Übungstext
Hamburg. Der in Bayreuth gefeierte Regisseur ist der Nachfolger von Georges Delnon und ab der Saison 2025/26 Intendant. Seine Pläne.

Er schlich sich irgendwie hinein in die Stifter-Lounge, zusammen mit Kultursenator Carsten Brosda, dann war Tobias Kratzer tatsächlich sichtbar und nicht bloß als Namens-Gerücht da, vor den Kameras und den Notizblöcken. Im Amt angekommen als nächster Staatsopern-Intendant und Nachfolger von Georges Delnon ist der jetzt 42 Jahre alte Regisseur noch nicht, das dauert noch bis 2025. Es fehlt auch noch die Person, die parallel das Generalmusikdirektor-Amt von Kent Nagano übernehmen wird. Soll sich alles baldmöglichst klären, hieß es, stay tuned.

Kratzers Vorstellung lief nach dem genretypischen Muster ab: Der frisch Berufene freut sich ausdrücklich, der Berufer ebenso. Beide lobpreisen in harmonischer Engführung den nächsten, gemeinsamen Schritt in eine neue Ära. Fotos fürs Familienalbum, danach Abgang in die Kulisse.

Arbeitsauftrag A
Nennen Sie alle Personen, die im Text über den künftigen Staatsopern-Intendanten mit Namen vorkommen.
Arbeitsauftrag B
Führen Sie den Text über den künftigen Staatsopern-Intendanten im Anschluss an seinen letzten Satz weiter.

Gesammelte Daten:
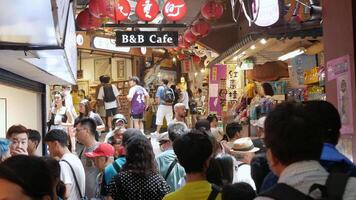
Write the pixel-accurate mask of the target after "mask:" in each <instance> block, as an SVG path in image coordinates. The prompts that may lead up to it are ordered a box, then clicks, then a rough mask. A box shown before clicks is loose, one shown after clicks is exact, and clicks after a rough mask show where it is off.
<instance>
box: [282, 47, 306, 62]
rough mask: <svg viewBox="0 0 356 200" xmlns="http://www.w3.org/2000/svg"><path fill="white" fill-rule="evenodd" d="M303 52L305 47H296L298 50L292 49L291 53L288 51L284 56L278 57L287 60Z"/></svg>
mask: <svg viewBox="0 0 356 200" xmlns="http://www.w3.org/2000/svg"><path fill="white" fill-rule="evenodd" d="M303 53H305V48H299V49H296V50H294V51H291V52H289V53H286V54H284V55H283V56H280V57H278V60H282V61H285V60H288V59H291V58H294V57H296V56H299V55H300V54H303Z"/></svg>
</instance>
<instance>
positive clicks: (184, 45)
mask: <svg viewBox="0 0 356 200" xmlns="http://www.w3.org/2000/svg"><path fill="white" fill-rule="evenodd" d="M191 45H192V44H190V43H189V42H187V41H186V40H185V39H184V38H183V36H181V35H180V36H179V37H178V46H179V47H180V48H182V49H186V48H189V47H190V46H191Z"/></svg>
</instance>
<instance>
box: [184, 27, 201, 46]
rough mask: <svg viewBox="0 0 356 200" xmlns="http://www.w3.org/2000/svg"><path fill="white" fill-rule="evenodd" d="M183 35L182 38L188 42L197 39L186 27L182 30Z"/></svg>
mask: <svg viewBox="0 0 356 200" xmlns="http://www.w3.org/2000/svg"><path fill="white" fill-rule="evenodd" d="M183 37H184V40H185V41H187V42H189V43H194V42H195V41H197V39H198V38H197V36H195V35H194V34H193V33H192V31H191V30H190V29H187V30H186V31H185V32H184V35H183Z"/></svg>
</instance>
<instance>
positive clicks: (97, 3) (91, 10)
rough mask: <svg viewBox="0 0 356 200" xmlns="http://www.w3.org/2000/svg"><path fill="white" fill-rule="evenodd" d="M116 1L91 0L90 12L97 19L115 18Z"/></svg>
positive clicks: (90, 0)
mask: <svg viewBox="0 0 356 200" xmlns="http://www.w3.org/2000/svg"><path fill="white" fill-rule="evenodd" d="M115 5H116V0H90V2H89V12H90V14H92V15H94V16H95V17H97V18H100V17H110V18H114V17H115Z"/></svg>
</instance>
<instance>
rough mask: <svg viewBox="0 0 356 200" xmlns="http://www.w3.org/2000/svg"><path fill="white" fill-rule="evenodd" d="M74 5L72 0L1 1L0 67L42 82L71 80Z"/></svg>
mask: <svg viewBox="0 0 356 200" xmlns="http://www.w3.org/2000/svg"><path fill="white" fill-rule="evenodd" d="M73 9H74V8H73V1H62V0H55V1H53V0H41V1H23V0H12V1H4V3H3V4H2V6H1V7H0V13H1V15H0V32H1V35H0V68H3V69H5V70H8V71H10V72H13V73H16V74H18V75H21V76H23V77H25V78H28V79H31V80H36V81H38V82H42V83H45V84H54V83H57V84H68V83H69V84H74V83H75V82H76V72H77V50H76V34H75V21H74V10H73Z"/></svg>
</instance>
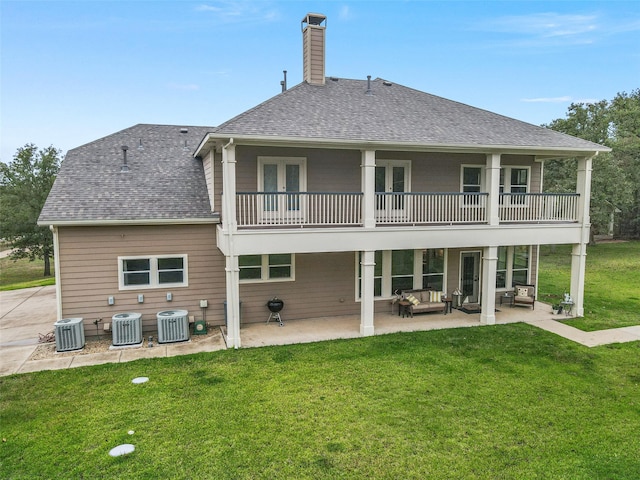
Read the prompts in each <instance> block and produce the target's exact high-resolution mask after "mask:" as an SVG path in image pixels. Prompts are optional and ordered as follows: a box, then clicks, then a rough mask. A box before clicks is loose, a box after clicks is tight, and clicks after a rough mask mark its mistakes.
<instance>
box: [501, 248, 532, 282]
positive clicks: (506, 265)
mask: <svg viewBox="0 0 640 480" xmlns="http://www.w3.org/2000/svg"><path fill="white" fill-rule="evenodd" d="M530 251H531V250H530V248H529V246H528V245H518V246H515V247H498V265H497V272H496V288H503V289H509V288H512V287H514V286H515V285H516V284H521V285H523V284H525V285H526V284H528V283H529V263H530Z"/></svg>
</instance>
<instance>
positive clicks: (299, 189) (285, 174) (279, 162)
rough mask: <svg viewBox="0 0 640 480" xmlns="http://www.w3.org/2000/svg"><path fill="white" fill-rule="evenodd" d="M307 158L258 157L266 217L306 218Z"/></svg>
mask: <svg viewBox="0 0 640 480" xmlns="http://www.w3.org/2000/svg"><path fill="white" fill-rule="evenodd" d="M306 189H307V186H306V159H305V158H299V157H259V158H258V190H259V191H260V192H263V196H262V200H261V204H260V211H261V218H262V220H263V221H269V220H270V221H276V222H277V221H278V220H282V221H291V220H299V219H303V218H304V211H305V208H304V203H305V202H304V198H303V196H302V195H300V193H301V192H305V191H306Z"/></svg>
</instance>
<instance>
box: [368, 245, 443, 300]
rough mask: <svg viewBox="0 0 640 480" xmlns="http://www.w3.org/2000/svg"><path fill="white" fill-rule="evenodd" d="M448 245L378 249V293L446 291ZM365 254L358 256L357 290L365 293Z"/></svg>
mask: <svg viewBox="0 0 640 480" xmlns="http://www.w3.org/2000/svg"><path fill="white" fill-rule="evenodd" d="M446 252H447V251H446V249H443V248H439V249H418V250H385V251H379V250H378V251H376V252H375V257H374V258H375V267H374V281H373V284H374V287H373V288H374V297H376V298H389V297H391V296H392V295H394V293H395V292H398V291H401V290H411V289H414V288H432V289H434V290H440V291H443V287H444V285H446V282H445V272H446ZM361 261H362V254H361V253H360V254H358V256H357V265H356V268H357V272H358V275H357V279H358V285H357V290H356V291H357V292H358V298H360V296H361V295H360V293H361V290H360V288H361V279H362V275H361V272H362V269H361V267H360V264H361Z"/></svg>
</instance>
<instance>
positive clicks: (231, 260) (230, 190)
mask: <svg viewBox="0 0 640 480" xmlns="http://www.w3.org/2000/svg"><path fill="white" fill-rule="evenodd" d="M232 146H233V147H232ZM229 147H232V150H233V153H232V155H233V158H232V159H231V162H230V161H229V153H225V152H228V149H229ZM222 162H223V163H222V172H223V173H222V175H223V178H222V180H223V195H224V197H223V200H224V205H223V211H224V218H223V219H222V225H223V234H224V235H225V237H226V253H225V277H226V279H225V280H226V282H225V284H226V297H227V339H226V340H227V347H233V348H236V349H237V348H239V347H240V298H239V297H240V292H239V279H238V277H239V266H238V257H237V256H236V254H235V246H234V240H233V234H234V233H235V231H236V229H237V223H236V212H235V201H236V199H235V181H236V176H235V163H236V158H235V145H234V143H233V138H230V139H229V142H228V143H227V144H226V145H224V146H223V147H222ZM231 182H233V183H234V184H233V186H231Z"/></svg>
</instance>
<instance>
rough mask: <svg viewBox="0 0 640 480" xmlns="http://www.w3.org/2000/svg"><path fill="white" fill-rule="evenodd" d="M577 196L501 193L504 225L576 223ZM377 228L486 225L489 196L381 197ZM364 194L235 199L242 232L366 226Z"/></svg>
mask: <svg viewBox="0 0 640 480" xmlns="http://www.w3.org/2000/svg"><path fill="white" fill-rule="evenodd" d="M578 200H579V195H578V194H576V193H558V194H552V193H504V194H500V198H499V205H498V214H499V221H500V223H510V224H511V223H544V224H549V223H576V222H577V221H578ZM374 202H375V223H376V225H377V226H385V225H394V226H418V225H462V224H486V223H488V219H487V210H488V202H489V194H487V193H376V194H375V200H374ZM363 204H364V195H363V194H362V193H358V192H356V193H318V192H296V193H271V192H269V193H265V192H241V193H238V194H237V195H236V214H237V221H238V227H239V228H273V227H300V228H304V227H333V228H339V227H354V226H362V225H363V223H364V222H363V218H364V214H363Z"/></svg>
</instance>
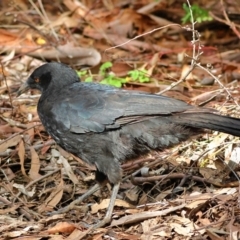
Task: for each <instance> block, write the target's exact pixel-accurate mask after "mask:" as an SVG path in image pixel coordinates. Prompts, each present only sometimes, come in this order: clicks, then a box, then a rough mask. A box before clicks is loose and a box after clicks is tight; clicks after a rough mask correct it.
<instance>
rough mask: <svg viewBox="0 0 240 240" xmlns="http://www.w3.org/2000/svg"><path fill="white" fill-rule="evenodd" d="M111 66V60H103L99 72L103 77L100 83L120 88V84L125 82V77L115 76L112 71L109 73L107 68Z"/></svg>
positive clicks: (122, 83)
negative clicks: (103, 77) (118, 87)
mask: <svg viewBox="0 0 240 240" xmlns="http://www.w3.org/2000/svg"><path fill="white" fill-rule="evenodd" d="M111 67H112V63H111V62H105V63H103V64H102V65H101V67H100V71H99V73H100V74H101V75H102V76H103V77H104V78H103V80H102V81H101V82H100V83H102V84H107V85H111V86H114V87H119V88H120V87H122V84H123V83H125V82H126V79H124V78H118V77H116V76H115V75H114V73H113V72H110V73H109V69H110V68H111Z"/></svg>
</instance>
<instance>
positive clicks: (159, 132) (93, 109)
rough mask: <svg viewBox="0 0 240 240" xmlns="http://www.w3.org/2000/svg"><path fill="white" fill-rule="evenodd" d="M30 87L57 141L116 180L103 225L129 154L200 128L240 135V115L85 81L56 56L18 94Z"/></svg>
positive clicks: (97, 169) (41, 117) (101, 171)
mask: <svg viewBox="0 0 240 240" xmlns="http://www.w3.org/2000/svg"><path fill="white" fill-rule="evenodd" d="M29 88H31V89H38V90H40V91H41V92H42V95H41V97H40V99H39V102H38V108H37V109H38V114H39V117H40V119H41V121H42V124H43V125H44V127H45V129H46V131H47V132H48V133H49V134H50V135H51V136H52V138H53V139H54V140H55V141H56V142H57V144H59V145H60V146H61V147H62V148H63V149H65V150H66V151H68V152H70V153H72V154H74V155H76V156H77V157H79V158H81V159H82V160H84V161H85V162H87V163H89V164H93V165H95V166H96V169H97V170H96V180H97V181H100V182H101V181H103V180H104V179H105V178H106V179H108V181H109V182H110V183H112V184H113V185H114V187H113V193H112V196H111V201H110V205H109V208H108V211H107V213H106V216H105V218H104V219H103V220H102V221H101V222H100V223H99V224H98V227H99V226H102V225H104V224H106V223H108V222H109V221H110V220H111V215H112V211H113V206H114V202H115V199H116V195H117V192H118V189H119V184H120V181H121V175H122V174H121V166H120V164H121V162H123V161H124V160H126V159H130V158H134V157H137V156H139V155H141V154H143V153H146V152H148V151H150V150H151V149H153V150H161V149H164V148H167V147H170V146H172V145H174V144H178V143H179V142H181V141H184V140H186V139H188V138H189V137H191V136H193V135H196V134H197V133H199V131H198V130H197V129H203V128H204V129H211V130H216V131H221V132H225V133H229V134H232V135H235V136H240V119H237V118H233V117H228V116H221V115H219V114H218V112H217V111H216V110H213V109H209V108H199V107H195V106H191V105H189V104H187V103H185V102H182V101H179V100H176V99H173V98H169V97H165V96H161V95H154V94H149V93H144V92H136V91H128V90H122V89H116V88H113V87H110V86H106V85H101V84H98V83H85V82H80V81H79V77H78V76H77V74H76V72H75V71H74V70H73V69H72V68H70V67H69V66H67V65H64V64H60V63H56V62H52V63H47V64H44V65H43V66H41V67H39V68H37V69H36V70H35V71H34V72H33V73H32V74H31V75H30V77H29V78H28V80H27V81H26V83H25V84H24V85H23V86H22V87H21V88H20V89H19V91H18V95H20V94H21V93H22V92H24V91H26V90H27V89H29ZM95 190H96V189H95Z"/></svg>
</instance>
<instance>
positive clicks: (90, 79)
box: [85, 77, 93, 82]
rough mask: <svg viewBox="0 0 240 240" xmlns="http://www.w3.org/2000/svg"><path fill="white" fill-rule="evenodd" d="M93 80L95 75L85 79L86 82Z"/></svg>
mask: <svg viewBox="0 0 240 240" xmlns="http://www.w3.org/2000/svg"><path fill="white" fill-rule="evenodd" d="M92 81H93V77H87V78H86V79H85V82H92Z"/></svg>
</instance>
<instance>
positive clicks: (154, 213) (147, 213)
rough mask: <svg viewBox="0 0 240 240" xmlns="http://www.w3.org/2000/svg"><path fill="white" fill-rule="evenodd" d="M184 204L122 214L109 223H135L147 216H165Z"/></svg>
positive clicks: (123, 224)
mask: <svg viewBox="0 0 240 240" xmlns="http://www.w3.org/2000/svg"><path fill="white" fill-rule="evenodd" d="M185 205H186V204H181V205H179V206H176V207H170V208H168V209H164V210H162V211H154V212H149V211H147V212H141V213H136V214H134V215H129V216H124V217H122V218H120V219H118V220H113V221H112V223H111V227H113V226H119V225H125V224H131V223H137V222H140V221H143V220H147V219H149V218H154V217H159V216H165V215H167V214H169V213H171V212H175V211H177V210H180V209H182V208H184V207H185Z"/></svg>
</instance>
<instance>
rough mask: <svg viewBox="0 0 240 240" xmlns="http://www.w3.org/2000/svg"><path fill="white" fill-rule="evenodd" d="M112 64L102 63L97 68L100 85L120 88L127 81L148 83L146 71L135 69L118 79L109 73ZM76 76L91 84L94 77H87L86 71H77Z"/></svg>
mask: <svg viewBox="0 0 240 240" xmlns="http://www.w3.org/2000/svg"><path fill="white" fill-rule="evenodd" d="M111 67H112V63H111V62H105V63H103V64H102V65H101V66H100V68H99V74H100V75H101V76H102V77H103V79H102V80H101V81H100V83H102V84H107V85H111V86H114V87H118V88H120V87H122V85H123V84H124V83H126V82H128V81H129V80H131V81H135V82H140V83H146V82H150V78H149V77H148V74H147V70H145V69H142V70H139V69H135V70H132V71H129V72H128V76H127V77H126V78H120V77H116V76H115V74H114V73H113V72H111ZM77 74H78V76H79V77H83V79H84V78H85V79H84V81H85V82H92V81H93V77H94V76H92V75H91V76H88V71H86V70H83V71H77Z"/></svg>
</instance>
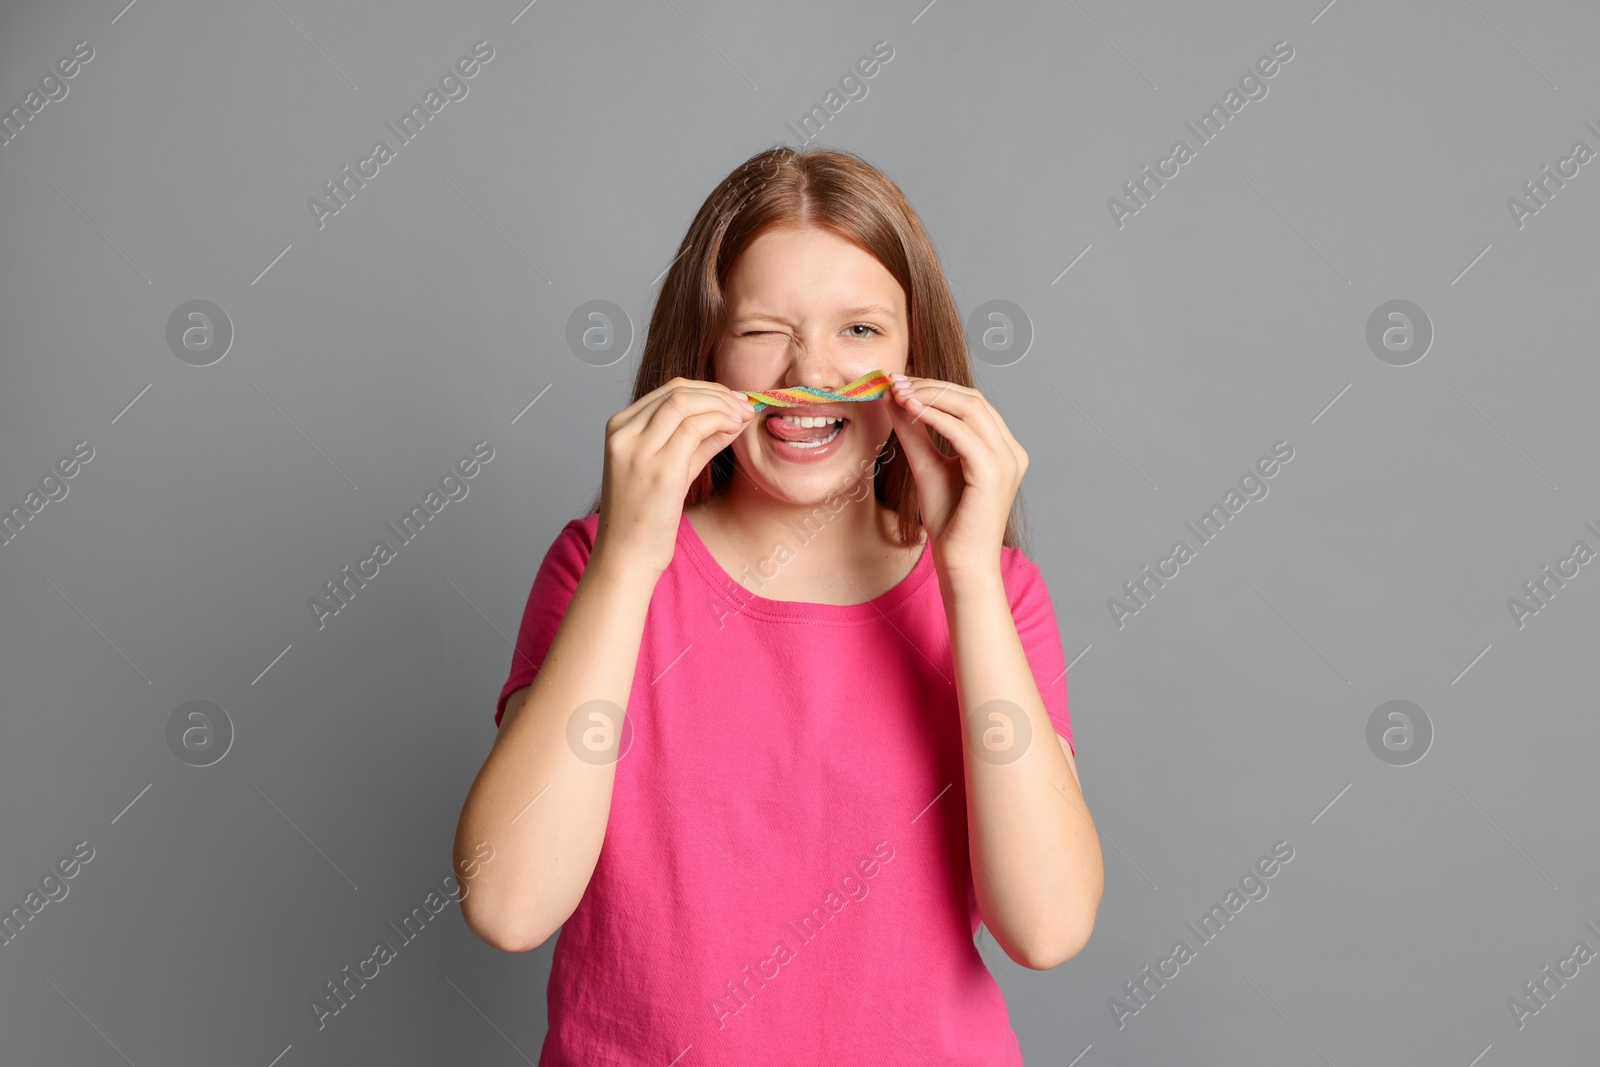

Antwortbereich A
Georges Delnon, Carsten Brosda, Tobias Kratzer und Kent Nagano werden namentlich genannt.

Antwortbereich B
Staatsoper Hamburg: Kratzer knüpft an Arbeit von Delnon an

Kratzer knüpfe ausdrücklich an die Arbeit von Delnon an, erklärte Brosda zuvor, es solle gleichzeitig auch alles Nötige passieren, um die Oper zu einer vitalen Kunstform des 21. Jahrhunderts zu machen. Kratzer wiederum betonte zurück, er wolle das Haus nicht durch Ansagen prägen, sondern durch das, was gespielt werde. Beim Nachfragen abseits dieser Bühne wird Kratzer bei vielen Aspekten zwar nicht konkreter. Klar wird aber: Da sitzt wer, der will was. Etwas anderes. Im Chefsessel bequem machen will er es sich nicht, dafür ist das alles auch für ihn selbst zu sehr Premiere.

Anfrage von der Findungskommission im Sommer, Nachdenken, Fährte aufnehmen, ein schönes erstes Date, „ich bin dann da so reingewachsen“. Vor einigen Wochen fiel der Würfel. Hamburgs Oper kennt Kratzer bislang nur aus der Publikums-Perspektive, Peter Konwitschnys legendärer Klassenzimmer-„Lohengrin“, als Schüler gesehen, war eine prägende Aha-Inszenierung. Seitdem war der noch in München lebende Kratzer immer wieder zum Reinsehen hier oben.

"Wir sind unterschiedliche Naturelle"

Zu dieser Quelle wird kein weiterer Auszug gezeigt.